* Document extract
((

2 Political dialogue and electoral adjudication: Hypotheses

In the last twenty years, political science scholars have established a robust literature showing that voters who support the winner(s) of an election report higher levels of trustworthiness, satisfaction with democracy, and perceived legitimacy [5, 7]. Micro-level studies of voters’ perception show changes in attitude before and after elections, with losers consistently reporting more negative views of democratic governance than those who supported the winners [6]. More recently, [3, 18] showed larger negative assessments among individuals who mistakenly expected their preferred candidate to win the contest (“surprised voters”). It is expected that this well-documented winner-loser gap will also affect Twitter engagement at the time the election is called for one of the contenders rathje2021out,justwan2018social. Therefore, following from this literature, our main hypotheses is that winners will be more engaged than losers in Twitter as they acquire information regarding the outcome of the election.

  1. H1: Winners become more engaged than losers and, consequently, reduce time-to-retweet as credible information about the outcome of the election is reported.

Given that engagement is a function of how credible information about the outcome of the election is reported to the public, we consider two moderators of engagement: 1) information drift and 2) network effects. The former, information drift, is the result of voters being able to better anticipate the outcome of the election based on partial evidence. The latter, network effect, is the result of differences in information by network authorities (higher in-degree) compared to less connected nodes (lower in-degree). We describe these two moderators of user engagement next.

2.1 Information drift as a moderator of winner-loser engagement

Information drift is a function of the availability of credible and abundant data to anticipate the winner of the election before adjudication takes place. Such information drift can be estimated from observational data, providing researchers with evidence of changes in the odds of winning that result from differences in electoral institutions and rules. We expect the time-to-retweet to decline among winners at a faster rate than among losers prior to adjudication when electoral authorities report the election results over longer periods of time:

  1. H2: Information drift, will be more pronounced in high information environments, under staggered elections rules, and less restrictive reporting laws, reducing time-to-retweet among winners prior to adjudication.

2.2 Network degree as a moderator of engagement

Small world social networks such as Twitter [19] are characterized by the average shortest distance between two vertices that “increase logarithmically with the number of vertices”[…]“The latter property gives the name small-world to these networks because it is possible to connect any two vertices in the network through just a few links” [20, pp. 11149]. As the election is adjudicated, the number of users (vertices) will increase more rapidly among the winners of the election and more slowly among the losers. While network authorities (users of high in-degree with many followers) will remain constant, the periphery of the winning community will grow at a faster rate. A winner’s “rising tide” will amplify the preferred content of the winners to a larger extent than for losers. Therefore, as the number of followers and the in-degree of a Twitter user declines, the adjudication effect will increase:

  1. H3a: Electoral adjudication will result in lower time-to-retweet among the winners as the in-degree of the users declines (e.g., more active periphery).
  2. H3b: Electoral adjudication will result in higher time-to-retweet among the losers as the in-degree of the users declines (less active periphery).

To simplify estimation, rather than estimating a regression discontinuity using a continuous interaction, we distinguish high authority users as those that are in the top 10% (top .10 quantile) in the total number of followers. Alternative specifications using the top .10 quantile in in-degree yield similar results.

))

* Problems to work on
a - Reproduce the part of the election engagement text between "Given that engagement" and "user engagement next.", inclusive, changing "moderators" to "modifiers".
b - Write the next part of the election engagement text, starting after its final sentence.

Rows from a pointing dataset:

((

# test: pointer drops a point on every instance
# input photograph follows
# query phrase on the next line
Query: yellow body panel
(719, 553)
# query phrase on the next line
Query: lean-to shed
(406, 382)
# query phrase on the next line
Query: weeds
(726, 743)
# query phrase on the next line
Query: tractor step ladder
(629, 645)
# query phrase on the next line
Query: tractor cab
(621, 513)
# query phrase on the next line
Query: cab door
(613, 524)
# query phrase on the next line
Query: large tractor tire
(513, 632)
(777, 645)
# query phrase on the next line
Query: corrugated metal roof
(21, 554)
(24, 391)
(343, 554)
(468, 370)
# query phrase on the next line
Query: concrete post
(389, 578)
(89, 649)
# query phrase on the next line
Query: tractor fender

))

* Answers below
a -
Given that engagement is a function of how credible information about the outcome of the election is reported to the public, we consider two modifiers of engagement: 1) information drift and 2) network effects. The former, information drift, is the result of voters being able to better anticipate the outcome of the election based on partial evidence. The latter, network effect, is the result of differences in information by network authorities (higher in-degree) compared to less connected nodes (lower in-degree). We describe these two modifiers of user engagement next.

b -
3 The dynamics of adjudication

To test for the winner-loser gap in attention, we distinguish three different social media periods that structure Twitter engagement on Election Day: In the first period, there is a (i) steady level of Twitter engagement (state of dialogue) that is explained by the attention given to the election event by all users. In a second period, as the moment of adjudication approaches, there may be a pre-adjudication increase in information about the election result, where voters anticipate the likely outcome as a function of the disclosure rules of the electoral system. Finally, a third period begins with a (iii) discontinuity shock, where a credible announcement of the election result is followed by changes in Twitter engagement by the winners and losers (post-adjudication).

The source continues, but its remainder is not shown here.